[Objetivo]
Reproduza todas as linhas abaixo, mantendo sem alteração os enunciados de TARGET, POINT e OUTPUT, e desloque em -27 cada coordenada das respostas. Deixe as imagens de fora.

(Registros de marcação de localização)
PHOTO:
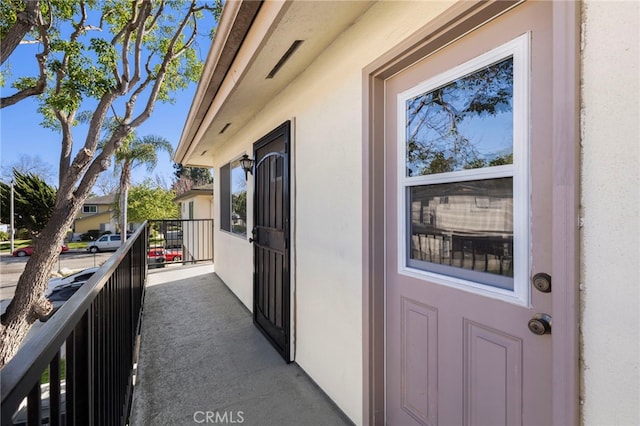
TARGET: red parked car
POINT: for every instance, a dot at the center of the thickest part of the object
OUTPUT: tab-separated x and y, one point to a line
28	251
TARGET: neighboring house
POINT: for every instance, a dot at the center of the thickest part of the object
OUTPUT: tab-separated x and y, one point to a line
435	186
96	214
196	210
197	203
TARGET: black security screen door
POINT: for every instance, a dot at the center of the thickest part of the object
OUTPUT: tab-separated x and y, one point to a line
271	293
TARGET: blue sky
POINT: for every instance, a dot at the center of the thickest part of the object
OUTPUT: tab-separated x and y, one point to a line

[Resultado do exercício]
PHOTO:
TARGET: red parked car
POINT: for every instance, a dot at the center of the thickest part of the object
OUTPUT: tab-separated x and y, one point to a line
1	224
TARGET: neighboring house
POINT: for every instance, a dot at the center of the thickest part of the object
OUTPUT: tab-separated x and y, one point to a line
408	159
69	187
169	183
170	176
TARGET: black security screen door
POINT: for every instance, a dot at the center of the thickest part of the object
OUTPUT: tab-separated x and y, one point to a line
244	266
TARGET: blue sky
POINT: for every instance, a dot at the center of the thickest part of the object
OUTPUT: tab-separated x and y, one point to a line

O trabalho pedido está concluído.